### PAGE TEXT
□ □ □ □ □ □ □
G2TT
Politically diverse states share common goals when it comes to retooling work support programs  智库博客
时间:2013-04-03   作者: Olivia Golden  来源:Urban Institute (United States)

From spring 2011 to spring 2012, the Work Support Strategies (WSS) Initiative helped nine states design and pilot innovative ways of delivering work support programs to low-income working families. With a focus on Medicaid, nutrition assistance, and child care subsidies, states tested new policies, business processes, and technological fixes to reduce bureaucratic burdens and help families get and keep the whole package of work support programs for which they are eligible. Ten reports—one for each state and one cross-cutting paper—describe in detail the states’ accomplishments, challenges, and lessons learned.

But if you’ve been reading the news from Washington, DC, about deep partisan divisions and hostility to safety net programs, the biggest news may be the names of the nine states. How could traditionally Republican states like Idaho and South Carolina, traditionally Democratic states like Illinois and Rhode Island, and battleground states like North Carolina and Colorado share an approach to large public work support programs? Aren’t the Republican and Democratic visions of programs like Medicaid and SNAP incompatible?
□ □ □ □ □ □ □
### THINGS TO DO
A - Answer these questions about the blog post on work support programs:
(i) During what period did the Work Support Strategies Initiative help the states?
(ii) How many reports describe the states' accomplishments, and how are they divided?
(iii) Which two states does the post call battleground states?
B - Continue the blog post on work support programs from where it stops.

(Point localization data)
□ □ □ □ □ □ □
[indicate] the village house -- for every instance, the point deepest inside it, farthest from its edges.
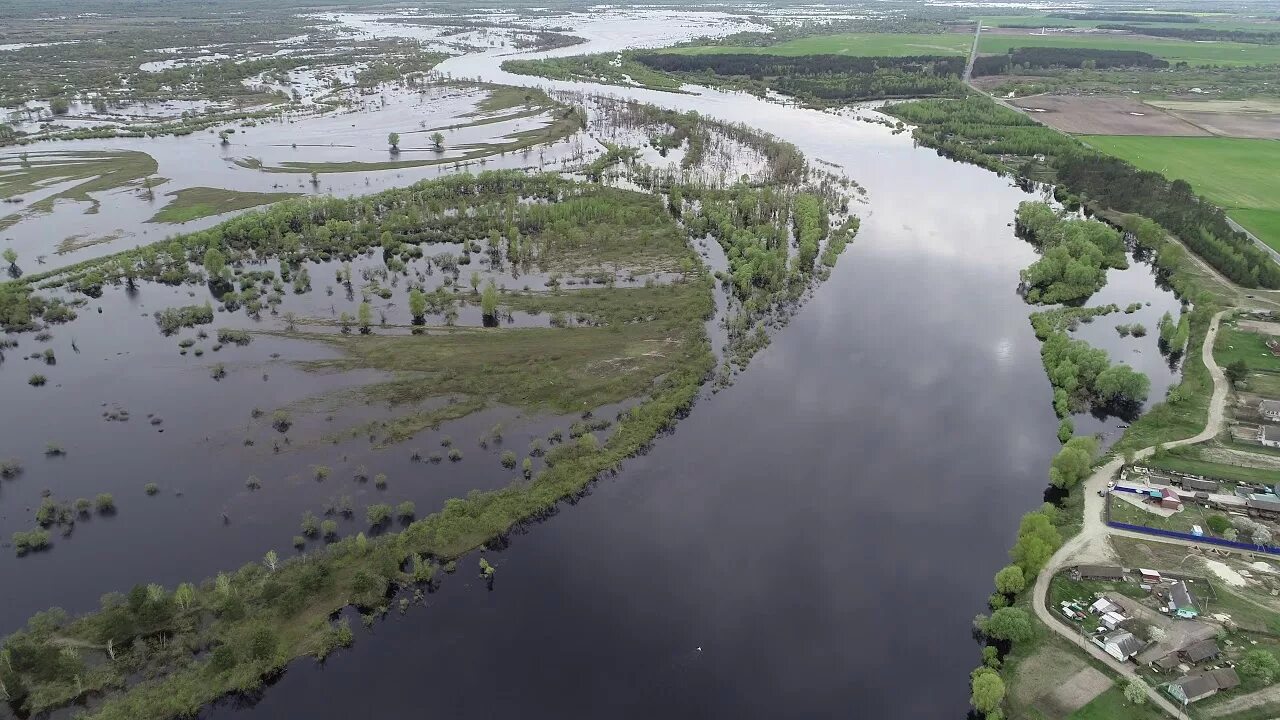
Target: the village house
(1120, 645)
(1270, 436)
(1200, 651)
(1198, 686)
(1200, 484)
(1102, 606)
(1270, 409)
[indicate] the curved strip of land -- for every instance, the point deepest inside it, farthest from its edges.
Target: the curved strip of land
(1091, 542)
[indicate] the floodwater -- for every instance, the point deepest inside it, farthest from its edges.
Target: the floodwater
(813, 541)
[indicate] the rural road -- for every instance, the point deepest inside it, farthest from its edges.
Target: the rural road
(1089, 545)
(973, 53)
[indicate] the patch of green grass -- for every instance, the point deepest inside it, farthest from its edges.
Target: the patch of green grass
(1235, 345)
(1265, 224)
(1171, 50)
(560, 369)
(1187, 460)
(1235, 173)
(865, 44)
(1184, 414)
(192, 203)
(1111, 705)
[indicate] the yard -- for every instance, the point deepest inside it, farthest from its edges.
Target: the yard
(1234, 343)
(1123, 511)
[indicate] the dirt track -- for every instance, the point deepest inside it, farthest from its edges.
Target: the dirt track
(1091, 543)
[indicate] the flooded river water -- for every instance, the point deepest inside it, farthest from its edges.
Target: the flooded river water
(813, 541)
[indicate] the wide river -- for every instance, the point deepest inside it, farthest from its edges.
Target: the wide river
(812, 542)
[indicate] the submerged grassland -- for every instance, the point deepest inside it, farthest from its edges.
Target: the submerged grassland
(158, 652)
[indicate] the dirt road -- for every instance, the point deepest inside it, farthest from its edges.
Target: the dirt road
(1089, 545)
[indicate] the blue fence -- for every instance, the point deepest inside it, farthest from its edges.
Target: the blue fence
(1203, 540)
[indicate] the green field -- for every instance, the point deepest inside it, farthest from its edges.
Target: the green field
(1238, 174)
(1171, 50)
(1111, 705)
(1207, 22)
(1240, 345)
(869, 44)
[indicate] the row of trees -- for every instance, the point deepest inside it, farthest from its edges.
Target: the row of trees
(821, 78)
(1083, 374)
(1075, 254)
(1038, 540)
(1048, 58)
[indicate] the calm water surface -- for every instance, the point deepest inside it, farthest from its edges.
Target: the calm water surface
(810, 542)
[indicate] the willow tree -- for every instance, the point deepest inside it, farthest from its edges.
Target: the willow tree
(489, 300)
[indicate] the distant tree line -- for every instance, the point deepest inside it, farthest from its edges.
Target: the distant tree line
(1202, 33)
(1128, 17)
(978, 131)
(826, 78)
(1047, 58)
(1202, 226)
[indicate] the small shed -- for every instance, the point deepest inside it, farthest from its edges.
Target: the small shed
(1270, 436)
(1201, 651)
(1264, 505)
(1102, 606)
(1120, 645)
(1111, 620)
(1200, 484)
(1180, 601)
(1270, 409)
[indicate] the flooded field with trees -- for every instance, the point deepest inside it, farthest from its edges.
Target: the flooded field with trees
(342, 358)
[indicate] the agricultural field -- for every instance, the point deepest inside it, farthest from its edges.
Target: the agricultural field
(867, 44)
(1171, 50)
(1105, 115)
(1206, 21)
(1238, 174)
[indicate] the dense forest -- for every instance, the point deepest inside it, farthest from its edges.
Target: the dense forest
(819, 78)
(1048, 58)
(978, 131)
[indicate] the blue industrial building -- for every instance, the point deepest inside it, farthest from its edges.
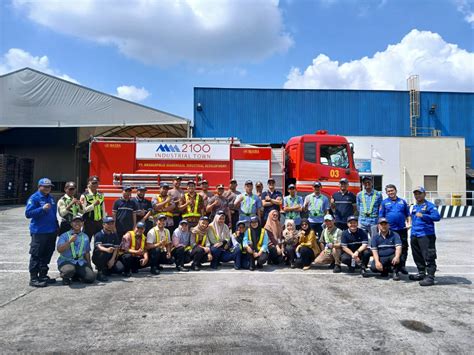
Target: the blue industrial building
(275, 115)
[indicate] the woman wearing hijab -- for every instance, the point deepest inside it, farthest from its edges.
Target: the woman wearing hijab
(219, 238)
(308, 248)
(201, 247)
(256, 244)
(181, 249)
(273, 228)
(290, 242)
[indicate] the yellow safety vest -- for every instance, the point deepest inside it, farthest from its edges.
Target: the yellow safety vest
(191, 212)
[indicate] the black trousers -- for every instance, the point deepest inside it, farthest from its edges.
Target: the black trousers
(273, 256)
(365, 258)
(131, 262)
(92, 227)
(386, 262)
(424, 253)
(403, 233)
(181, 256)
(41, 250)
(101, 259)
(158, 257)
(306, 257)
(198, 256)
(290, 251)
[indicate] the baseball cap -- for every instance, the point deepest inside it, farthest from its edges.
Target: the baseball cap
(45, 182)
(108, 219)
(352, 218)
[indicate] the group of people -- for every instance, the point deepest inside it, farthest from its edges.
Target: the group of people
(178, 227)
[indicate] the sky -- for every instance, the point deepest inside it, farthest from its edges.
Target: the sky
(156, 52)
□ □ □ □ □ □ □
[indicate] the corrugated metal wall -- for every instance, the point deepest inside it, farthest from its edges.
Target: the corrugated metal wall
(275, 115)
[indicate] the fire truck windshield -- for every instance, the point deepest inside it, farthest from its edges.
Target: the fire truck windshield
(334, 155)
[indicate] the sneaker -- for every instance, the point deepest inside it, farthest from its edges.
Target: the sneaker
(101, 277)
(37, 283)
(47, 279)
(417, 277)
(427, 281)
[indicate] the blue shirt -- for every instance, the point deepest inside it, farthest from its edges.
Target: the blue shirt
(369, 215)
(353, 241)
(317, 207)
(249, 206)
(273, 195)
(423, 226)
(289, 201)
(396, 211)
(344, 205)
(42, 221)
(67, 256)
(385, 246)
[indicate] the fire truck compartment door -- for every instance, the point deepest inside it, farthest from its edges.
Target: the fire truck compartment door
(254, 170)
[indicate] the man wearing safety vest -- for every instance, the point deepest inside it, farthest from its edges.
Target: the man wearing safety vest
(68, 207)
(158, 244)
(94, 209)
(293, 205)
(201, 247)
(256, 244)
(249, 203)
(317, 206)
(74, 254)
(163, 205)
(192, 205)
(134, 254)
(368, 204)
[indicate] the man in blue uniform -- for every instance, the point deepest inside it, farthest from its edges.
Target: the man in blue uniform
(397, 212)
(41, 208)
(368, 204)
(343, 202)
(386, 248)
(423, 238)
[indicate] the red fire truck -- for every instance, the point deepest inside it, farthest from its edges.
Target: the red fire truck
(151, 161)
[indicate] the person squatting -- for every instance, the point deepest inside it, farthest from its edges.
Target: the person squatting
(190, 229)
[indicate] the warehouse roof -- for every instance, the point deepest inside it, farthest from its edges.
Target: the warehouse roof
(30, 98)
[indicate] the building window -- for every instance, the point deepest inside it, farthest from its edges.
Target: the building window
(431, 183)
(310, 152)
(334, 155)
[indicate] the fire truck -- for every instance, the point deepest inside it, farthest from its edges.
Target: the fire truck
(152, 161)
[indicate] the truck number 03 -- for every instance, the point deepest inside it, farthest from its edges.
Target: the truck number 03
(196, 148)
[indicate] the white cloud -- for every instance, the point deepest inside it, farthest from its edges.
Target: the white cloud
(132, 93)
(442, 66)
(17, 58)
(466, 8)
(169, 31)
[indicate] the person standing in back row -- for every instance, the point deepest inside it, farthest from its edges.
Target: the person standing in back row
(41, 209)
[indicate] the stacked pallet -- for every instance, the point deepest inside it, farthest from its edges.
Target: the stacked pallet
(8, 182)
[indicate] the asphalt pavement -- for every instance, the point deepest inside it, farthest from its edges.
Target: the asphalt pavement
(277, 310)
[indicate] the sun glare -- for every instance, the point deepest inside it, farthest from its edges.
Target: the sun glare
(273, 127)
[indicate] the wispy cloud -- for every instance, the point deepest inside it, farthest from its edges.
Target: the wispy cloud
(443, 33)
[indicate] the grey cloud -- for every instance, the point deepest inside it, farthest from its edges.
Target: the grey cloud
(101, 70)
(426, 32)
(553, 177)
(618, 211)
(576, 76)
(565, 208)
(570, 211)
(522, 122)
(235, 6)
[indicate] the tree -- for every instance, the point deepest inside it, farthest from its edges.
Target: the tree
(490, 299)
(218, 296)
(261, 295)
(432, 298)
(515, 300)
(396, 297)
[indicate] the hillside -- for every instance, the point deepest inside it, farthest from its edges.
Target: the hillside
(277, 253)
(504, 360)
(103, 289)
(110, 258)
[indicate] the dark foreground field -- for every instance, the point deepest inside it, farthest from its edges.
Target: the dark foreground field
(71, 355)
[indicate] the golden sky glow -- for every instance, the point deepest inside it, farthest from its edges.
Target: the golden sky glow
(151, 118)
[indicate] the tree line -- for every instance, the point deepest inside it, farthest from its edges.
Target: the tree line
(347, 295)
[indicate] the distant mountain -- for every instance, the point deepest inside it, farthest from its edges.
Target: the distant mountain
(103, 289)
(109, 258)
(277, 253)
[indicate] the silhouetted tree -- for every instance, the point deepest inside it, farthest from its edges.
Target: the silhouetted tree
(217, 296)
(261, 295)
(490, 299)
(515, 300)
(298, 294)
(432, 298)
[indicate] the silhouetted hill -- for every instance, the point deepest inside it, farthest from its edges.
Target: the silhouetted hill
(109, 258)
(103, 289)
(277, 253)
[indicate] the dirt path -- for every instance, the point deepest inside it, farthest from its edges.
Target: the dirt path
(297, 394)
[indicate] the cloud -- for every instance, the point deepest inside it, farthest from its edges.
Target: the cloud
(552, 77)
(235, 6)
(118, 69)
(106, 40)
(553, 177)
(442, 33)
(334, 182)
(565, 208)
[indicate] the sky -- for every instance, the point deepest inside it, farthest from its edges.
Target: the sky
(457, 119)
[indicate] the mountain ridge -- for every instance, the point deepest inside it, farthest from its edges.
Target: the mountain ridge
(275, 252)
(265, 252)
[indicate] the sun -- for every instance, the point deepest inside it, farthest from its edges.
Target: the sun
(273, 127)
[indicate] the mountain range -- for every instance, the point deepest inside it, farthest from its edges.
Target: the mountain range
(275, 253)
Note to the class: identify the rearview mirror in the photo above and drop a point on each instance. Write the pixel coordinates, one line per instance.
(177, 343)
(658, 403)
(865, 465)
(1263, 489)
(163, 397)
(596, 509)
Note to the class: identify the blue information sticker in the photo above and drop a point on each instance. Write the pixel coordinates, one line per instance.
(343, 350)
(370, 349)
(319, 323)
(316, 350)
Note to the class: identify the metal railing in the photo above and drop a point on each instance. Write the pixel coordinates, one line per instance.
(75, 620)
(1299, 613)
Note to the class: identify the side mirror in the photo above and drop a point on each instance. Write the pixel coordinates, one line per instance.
□ □ □ □ □ □ □
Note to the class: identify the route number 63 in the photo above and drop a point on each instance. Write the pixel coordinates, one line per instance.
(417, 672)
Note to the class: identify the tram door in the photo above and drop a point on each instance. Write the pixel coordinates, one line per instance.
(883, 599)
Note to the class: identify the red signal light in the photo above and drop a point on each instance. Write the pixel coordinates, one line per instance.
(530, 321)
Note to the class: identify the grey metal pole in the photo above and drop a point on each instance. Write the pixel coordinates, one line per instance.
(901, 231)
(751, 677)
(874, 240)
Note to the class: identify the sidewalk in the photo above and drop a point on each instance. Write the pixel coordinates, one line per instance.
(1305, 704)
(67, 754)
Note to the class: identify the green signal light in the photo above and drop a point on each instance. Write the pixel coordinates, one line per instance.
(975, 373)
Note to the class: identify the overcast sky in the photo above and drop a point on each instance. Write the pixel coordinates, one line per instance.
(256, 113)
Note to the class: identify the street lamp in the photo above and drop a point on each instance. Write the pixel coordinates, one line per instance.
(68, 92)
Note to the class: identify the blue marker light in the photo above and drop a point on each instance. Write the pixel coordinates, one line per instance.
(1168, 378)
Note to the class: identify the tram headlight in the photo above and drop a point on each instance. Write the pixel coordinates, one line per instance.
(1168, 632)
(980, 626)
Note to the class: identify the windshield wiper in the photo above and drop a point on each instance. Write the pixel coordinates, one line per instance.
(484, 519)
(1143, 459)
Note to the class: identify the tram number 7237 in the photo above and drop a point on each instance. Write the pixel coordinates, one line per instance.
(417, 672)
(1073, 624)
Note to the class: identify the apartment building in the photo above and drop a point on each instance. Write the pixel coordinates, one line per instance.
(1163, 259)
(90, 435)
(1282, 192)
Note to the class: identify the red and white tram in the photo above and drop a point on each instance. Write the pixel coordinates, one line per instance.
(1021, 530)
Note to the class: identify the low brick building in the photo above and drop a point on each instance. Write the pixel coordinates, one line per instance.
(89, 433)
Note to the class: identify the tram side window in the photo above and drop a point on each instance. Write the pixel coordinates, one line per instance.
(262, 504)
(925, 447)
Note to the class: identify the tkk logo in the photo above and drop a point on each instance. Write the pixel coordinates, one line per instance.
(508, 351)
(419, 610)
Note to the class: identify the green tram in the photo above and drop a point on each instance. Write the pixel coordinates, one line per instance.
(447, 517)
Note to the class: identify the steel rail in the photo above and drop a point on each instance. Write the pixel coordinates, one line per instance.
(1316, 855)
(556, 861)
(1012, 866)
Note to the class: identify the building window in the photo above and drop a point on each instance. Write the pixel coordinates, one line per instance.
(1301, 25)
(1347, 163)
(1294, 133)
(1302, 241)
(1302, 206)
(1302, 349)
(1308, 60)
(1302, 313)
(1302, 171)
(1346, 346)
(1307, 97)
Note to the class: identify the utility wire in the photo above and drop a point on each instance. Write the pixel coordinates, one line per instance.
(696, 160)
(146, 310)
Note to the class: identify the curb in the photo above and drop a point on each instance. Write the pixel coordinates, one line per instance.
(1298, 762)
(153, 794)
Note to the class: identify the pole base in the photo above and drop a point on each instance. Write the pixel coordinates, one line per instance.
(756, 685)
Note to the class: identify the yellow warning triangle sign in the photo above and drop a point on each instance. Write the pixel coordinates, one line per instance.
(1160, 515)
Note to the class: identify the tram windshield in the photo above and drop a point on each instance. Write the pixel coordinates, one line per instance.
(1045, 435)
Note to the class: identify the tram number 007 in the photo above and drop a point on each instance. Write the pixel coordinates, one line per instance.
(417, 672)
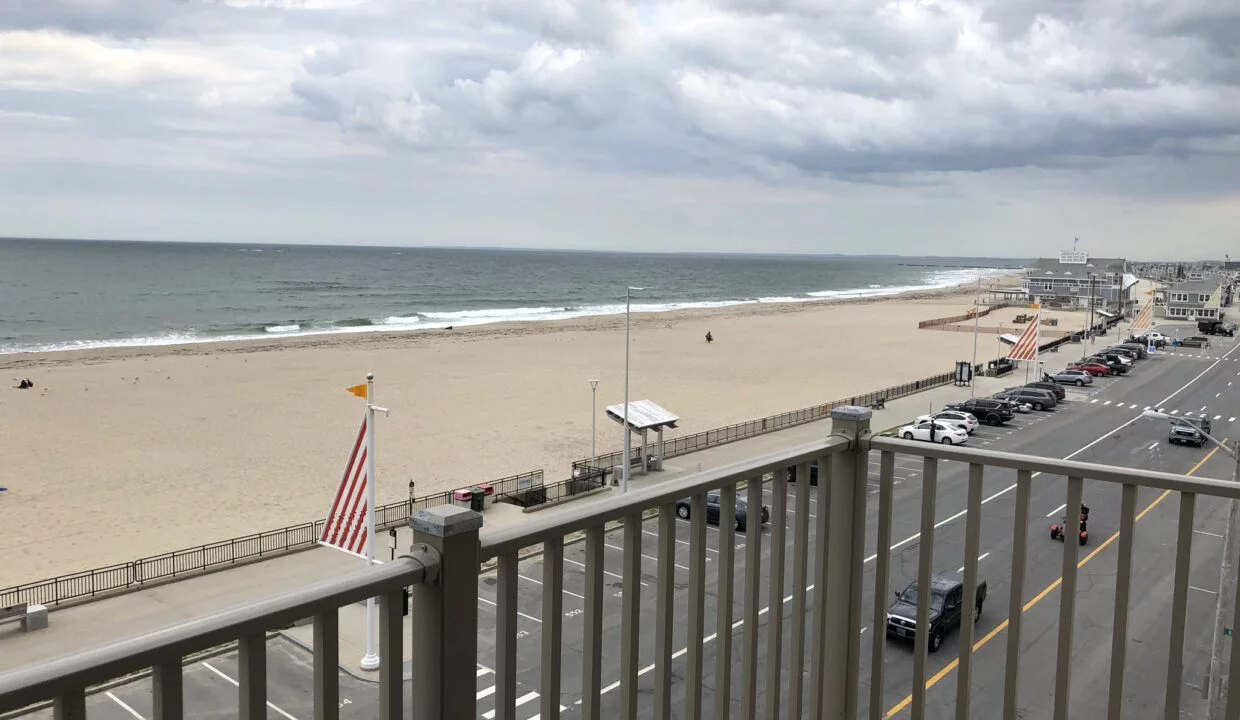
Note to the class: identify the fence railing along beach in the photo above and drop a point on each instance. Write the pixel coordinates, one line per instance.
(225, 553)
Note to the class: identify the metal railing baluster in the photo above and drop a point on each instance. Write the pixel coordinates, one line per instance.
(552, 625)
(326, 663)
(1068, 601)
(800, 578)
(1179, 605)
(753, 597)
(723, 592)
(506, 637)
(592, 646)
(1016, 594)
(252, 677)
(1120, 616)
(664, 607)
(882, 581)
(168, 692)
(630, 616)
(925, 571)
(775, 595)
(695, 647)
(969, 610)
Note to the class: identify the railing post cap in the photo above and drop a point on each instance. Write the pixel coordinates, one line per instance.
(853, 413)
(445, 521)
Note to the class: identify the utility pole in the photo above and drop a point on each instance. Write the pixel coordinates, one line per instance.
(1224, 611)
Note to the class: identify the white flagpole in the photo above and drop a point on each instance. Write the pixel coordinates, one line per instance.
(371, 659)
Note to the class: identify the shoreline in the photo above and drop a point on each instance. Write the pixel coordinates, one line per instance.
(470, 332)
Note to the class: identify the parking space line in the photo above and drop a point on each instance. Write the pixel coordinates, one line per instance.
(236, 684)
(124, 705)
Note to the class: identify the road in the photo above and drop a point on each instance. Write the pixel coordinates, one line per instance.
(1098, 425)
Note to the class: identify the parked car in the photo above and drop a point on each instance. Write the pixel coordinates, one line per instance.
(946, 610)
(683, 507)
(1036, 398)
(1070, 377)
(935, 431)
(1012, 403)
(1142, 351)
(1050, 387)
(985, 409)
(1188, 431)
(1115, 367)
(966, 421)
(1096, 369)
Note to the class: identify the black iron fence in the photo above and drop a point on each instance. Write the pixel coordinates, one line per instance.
□ □ □ □ □ □ □
### RESULTS
A -
(i) From spring 2011 to spring 2012.
(ii) Ten reports: one for each state and one cross-cutting paper.
(iii) North Carolina and Colorado.

B -
As someone who has led state and local agencies, I was pleased—but not surprised—to find out that generalizing about state governments based just on their political history is risky business. For one thing, many of the states participating in WSS wanted to try something new because their old ways of doing business just weren’t working. During the recession and its aftermath, as family need rose and state finances contracted, too few workers were trying to process paper for too many applicants, leading to long delays, low morale, and a barrage of complaints. States found that better customer service—including using technology well and operating more like a business—were appealing across party lines.

States also had a vision for how better services would help families, though the particulars of that vision were not identical. Some emphasized the role of these programs taken together in stabilizing families’ lives at work and helping them move up. Others put children’s health and nutrition front and center, pointing out, for example, that children’s health could improve with regular preventive care if processing mistakes no longer interrupted their eligibility for Medicaid. And where state legislators had already made a strong policy commitment to safety net programs, state officials wanted to see actual service delivery live up to, not contradict, legislative promises.

The evidence from the WSS states doesn’t show that all states share this vision; the nine were chosen through a rigorous national competition. But it does offer many valuable lessons about how skilled leaders in highly diverse states—facing varied political, demographic, and economic contexts—can choose to serve low-income families more effectively and stick with that commitment through partisan battles, tight budgets, and political turnover.